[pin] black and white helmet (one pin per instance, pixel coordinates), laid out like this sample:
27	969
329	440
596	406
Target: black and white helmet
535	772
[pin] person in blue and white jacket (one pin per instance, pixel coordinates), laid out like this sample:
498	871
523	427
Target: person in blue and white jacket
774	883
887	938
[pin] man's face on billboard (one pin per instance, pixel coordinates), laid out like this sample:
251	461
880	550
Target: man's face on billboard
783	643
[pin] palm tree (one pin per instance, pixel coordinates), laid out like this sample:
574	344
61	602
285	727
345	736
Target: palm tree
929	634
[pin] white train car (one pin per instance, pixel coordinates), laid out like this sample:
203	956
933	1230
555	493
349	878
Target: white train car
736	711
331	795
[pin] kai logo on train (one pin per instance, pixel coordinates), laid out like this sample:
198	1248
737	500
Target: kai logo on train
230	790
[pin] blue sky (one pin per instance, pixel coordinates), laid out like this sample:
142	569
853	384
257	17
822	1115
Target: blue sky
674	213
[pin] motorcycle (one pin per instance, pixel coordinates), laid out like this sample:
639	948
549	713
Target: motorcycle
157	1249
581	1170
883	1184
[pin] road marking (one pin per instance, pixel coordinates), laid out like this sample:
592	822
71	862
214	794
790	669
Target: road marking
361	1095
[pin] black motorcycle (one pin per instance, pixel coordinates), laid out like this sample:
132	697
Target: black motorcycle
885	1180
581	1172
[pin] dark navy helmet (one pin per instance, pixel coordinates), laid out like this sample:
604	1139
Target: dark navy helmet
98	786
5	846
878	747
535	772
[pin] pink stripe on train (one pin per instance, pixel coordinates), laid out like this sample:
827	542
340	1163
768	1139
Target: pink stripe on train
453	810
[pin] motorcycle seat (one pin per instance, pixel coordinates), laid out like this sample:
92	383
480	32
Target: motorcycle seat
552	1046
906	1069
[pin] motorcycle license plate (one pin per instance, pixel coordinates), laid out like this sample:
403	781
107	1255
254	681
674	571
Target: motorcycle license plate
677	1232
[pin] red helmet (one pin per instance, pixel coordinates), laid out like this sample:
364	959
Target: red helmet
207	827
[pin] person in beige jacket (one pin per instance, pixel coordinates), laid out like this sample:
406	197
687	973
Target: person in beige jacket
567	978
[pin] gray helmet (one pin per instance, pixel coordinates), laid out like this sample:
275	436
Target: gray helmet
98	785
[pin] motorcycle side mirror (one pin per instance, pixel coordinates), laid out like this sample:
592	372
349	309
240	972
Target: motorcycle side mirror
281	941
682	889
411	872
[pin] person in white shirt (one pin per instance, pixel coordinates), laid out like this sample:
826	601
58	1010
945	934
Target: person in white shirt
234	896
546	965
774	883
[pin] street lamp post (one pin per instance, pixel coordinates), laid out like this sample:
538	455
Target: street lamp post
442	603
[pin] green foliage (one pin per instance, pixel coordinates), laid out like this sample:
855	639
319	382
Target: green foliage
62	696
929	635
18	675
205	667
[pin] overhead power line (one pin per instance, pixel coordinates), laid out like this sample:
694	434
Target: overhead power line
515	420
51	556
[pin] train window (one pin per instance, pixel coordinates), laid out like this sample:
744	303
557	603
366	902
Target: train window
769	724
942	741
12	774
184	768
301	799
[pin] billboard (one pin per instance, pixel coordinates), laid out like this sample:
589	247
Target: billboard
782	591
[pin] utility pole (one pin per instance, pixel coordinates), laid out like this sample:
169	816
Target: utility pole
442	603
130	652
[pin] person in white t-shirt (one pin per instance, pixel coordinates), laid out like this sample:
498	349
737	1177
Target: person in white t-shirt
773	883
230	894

Aim of the exercise: Output each record exactly, leaving nothing out.

Expected output:
[pin] black and white helmet (one pin per instance, pixel coordinates), laid out like this sample:
27	969
329	440
596	406
Target: black and white helmet
535	772
[pin] person in blue and white jacket (one pin per instance, pixel coordinates), laid out like this sample:
498	871
523	427
Target: person in blue and white jacket
774	883
887	938
[pin] man's face on billboard (one pin per instance, pixel coordinates), laid out like this sample:
251	461
880	550
Target: man's face on billboard
783	643
[pin] palm tree (one pin per instance, pixel coordinates), laid out like this sample:
574	344
61	602
285	727
345	736
Target: palm tree
929	634
[pin] white train car (one pin per instance, pixel coordinates), laid out like this sample:
203	956
933	1230
555	493
349	878
Target: white train car
736	711
331	795
[pin] kai logo on train (one pin per instance, pixel coordinates), laid out like this sample:
198	1248
737	500
Target: kai logo on train
230	790
[pin] blue sky (one pin per instance, pixel coordinates), laid out like this sample:
142	569
853	384
257	17
822	1115
Target: blue sky
674	213
[pin] motorcycle (one pin per instance, pixel coordinates), laid out like this sample:
639	948
549	713
Target: motorcycle
157	1249
581	1170
883	1184
[pin] road marking (one pin per instance, pixel coordinates), laid out like this sample:
592	822
71	862
214	794
790	669
Target: road marking
361	1095
[pin] black motorcycle (one pin per instance, pixel coordinates), laid out like this sample:
132	697
Target: black motorcycle
885	1180
581	1172
[pin] dark navy helmet (one pin per instance, pixel coordinates), laid out like this sample:
604	1139
Target: dark navy helmet
98	786
5	846
878	747
535	772
[pin] pink stripe on train (one pin per instance, pixel coordinates), laid out like this sample:
827	542
340	1163
768	1139
Target: pink stripe on train
453	810
[pin] motorcycle seat (one pin per instance, pixel coordinates), laid out like this sample:
92	383
480	32
Target: motorcycle seat
552	1046
906	1069
[pin] motorcycle license plate (one pin per instance, pixel coordinates), laid out like this sample:
403	781
107	1255
254	681
674	571
Target: motorcycle license plate
677	1232
[pin] red helmet (one pin per instance, pixel coordinates), laid out like this sample:
364	959
Target: red helmet
207	827
[pin] person in beige jacket (one pin per instance, pixel coordinates), laid out like this sample:
406	197
687	973
Target: person in beige jacket
567	978
[pin] gray helmet (one pin per instance, pixel coordinates), laid out like this sample:
275	436
Target: gray helmet
98	785
[pin] motorcycle side mirror (one pin per instance, pixel coordinates), laid out like this sample:
592	372
349	309
240	972
Target: motorcycle side mirror
281	941
682	889
411	872
[pin] person in white shirt (one pin per instance, pixel coordinates), laid out like this sample:
826	601
58	1010
945	934
Target: person in white shirt
234	896
546	965
774	883
[pin] street lamp post (one pin per instance, pixel coordinates), laid out like this sample:
538	455
Target: street lamp post
442	603
[pin] green foliage (one pin per instance, pixel coordinates), laid out like this sample:
855	639
319	382
Target: green foliage
62	696
929	635
18	675
205	667
[pin] overhead power line (one pin per instance, pixel coordinates), laid out like this sample:
694	434
Target: overhead power line
515	420
51	556
[pin] train window (one pin per instance, pixel coordinates), laid out like this sample:
744	303
557	603
366	902
Target: train window
769	724
942	741
12	774
184	768
301	799
[pin] billboard (one pin per instance, pixel coordinates), laid out like this sample:
589	247
Target: billboard
782	591
[pin] utility pole (one pin per instance, pixel coordinates), laid out like this sample:
169	816
Target: utility pole
442	603
130	652
[pin] person in white t-shirt (one pin per instance, pixel coordinates), laid out like this sample:
498	349
737	1177
Target: person in white t-shirt
773	883
230	894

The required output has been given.